→ **GIVEN INSTRUCTION A**
In the web scraping text, rewrite the paragraph beginning "Many large websites, like Google" more briefly, keeping its main facts.

Specifically, a Python module called Beautiful Soup
First, we need to know what web scraping is?
Web scraping is an automatic method to obtain large amounts of data from websites. Most of this data is unstructured data in an HTML format which is then converted into structured data in a spreadsheet or a database so that one can use it in various applications.
And that is where Python comes in, Python has many modules for that purpose only, to convert unstructured HTML data to structured data/ python variables, and do with it as you please afterwards.
Many large websites, like Google, Twitter, Facebook, StackOverflow, etc., have API’s that allow you to access their data in a structured format. This is the best option, but other sites don’t allow users to access large amounts of data in a structured form or are simply not that technologically advanced. In that situation, it’s best to use Web Scraping to scrape the website for data.
Uses
I’ll just list out some of the uses in a concise manner:
- Price Monitoring
- Market Research
- News Monitoring
- Sentiment Analysis
- Email Marketing
And any other kind of use I can think of, as long as the goal is on the open Internet, it can be achieved.
Today we won’t do any project (maybe in later blogs), but tell you the basic functions and syntax, so you can figure that out on your own.
Choices
Following are some popular Python modules to access the data on websites
- Requests
“Requests” is too simple.
For web scraping, it can only be used in a limited capacity. One place where it is useful though, is to get images off of a link, but even that can be done with other modules.

→ **PROVIDED RECORDS**
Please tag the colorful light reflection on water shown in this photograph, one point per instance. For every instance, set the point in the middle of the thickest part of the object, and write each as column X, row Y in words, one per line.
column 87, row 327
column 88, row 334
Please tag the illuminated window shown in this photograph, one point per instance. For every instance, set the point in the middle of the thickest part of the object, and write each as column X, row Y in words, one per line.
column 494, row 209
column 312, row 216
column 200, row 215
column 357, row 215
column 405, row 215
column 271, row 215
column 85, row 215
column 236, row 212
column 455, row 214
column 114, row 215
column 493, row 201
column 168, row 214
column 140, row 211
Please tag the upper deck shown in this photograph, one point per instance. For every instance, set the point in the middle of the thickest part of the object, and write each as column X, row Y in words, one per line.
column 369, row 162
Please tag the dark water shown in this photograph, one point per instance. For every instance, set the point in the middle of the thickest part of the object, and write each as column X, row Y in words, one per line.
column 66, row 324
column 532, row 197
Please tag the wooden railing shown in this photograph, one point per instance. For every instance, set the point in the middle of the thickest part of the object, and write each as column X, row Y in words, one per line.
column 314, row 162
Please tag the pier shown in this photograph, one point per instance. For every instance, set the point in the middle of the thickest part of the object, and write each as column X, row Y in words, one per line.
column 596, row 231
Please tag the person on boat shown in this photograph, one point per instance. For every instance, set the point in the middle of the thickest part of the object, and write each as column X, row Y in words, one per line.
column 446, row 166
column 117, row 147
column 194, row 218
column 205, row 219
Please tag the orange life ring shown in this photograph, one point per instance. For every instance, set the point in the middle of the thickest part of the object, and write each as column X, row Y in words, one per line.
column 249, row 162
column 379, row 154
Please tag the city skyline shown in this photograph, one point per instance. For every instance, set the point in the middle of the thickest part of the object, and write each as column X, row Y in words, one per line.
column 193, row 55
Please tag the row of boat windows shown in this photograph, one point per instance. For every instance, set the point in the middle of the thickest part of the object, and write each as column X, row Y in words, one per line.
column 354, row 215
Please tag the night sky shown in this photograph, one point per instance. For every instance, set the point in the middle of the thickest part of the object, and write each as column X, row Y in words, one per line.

→ **GIVEN INSTRUCTION B**
Recast the rows from the line with "Please tag the dark" up to and including the line with "column 596, row 231" as a JSON list of strings, one string per line, with blank lines left out.

→ **EXERCISE RESULT A**
Sites such as Google, Twitter, Facebook and StackOverflow offer APIs for accessing their data in a structured format, which is the best option. Other sites don't allow large amounts of structured access or aren't technologically advanced enough. For those sites, web scraping is the best way to get the data.

→ **EXERCISE RESULT B**
[
  "Please tag the dark water shown in this photograph, one point per instance. For every instance, set the point in the middle of the thickest part of the object, and write each as column X, row Y in words, one per line.",
  "column 66, row 324",
  "column 532, row 197",
  "Please tag the wooden railing shown in this photograph, one point per instance. For every instance, set the point in the middle of the thickest part of the object, and write each as column X, row Y in words, one per line.",
  "column 314, row 162",
  "Please tag the pier shown in this photograph, one point per instance. For every instance, set the point in the middle of the thickest part of the object, and write each as column X, row Y in words, one per line.",
  "column 596, row 231"
]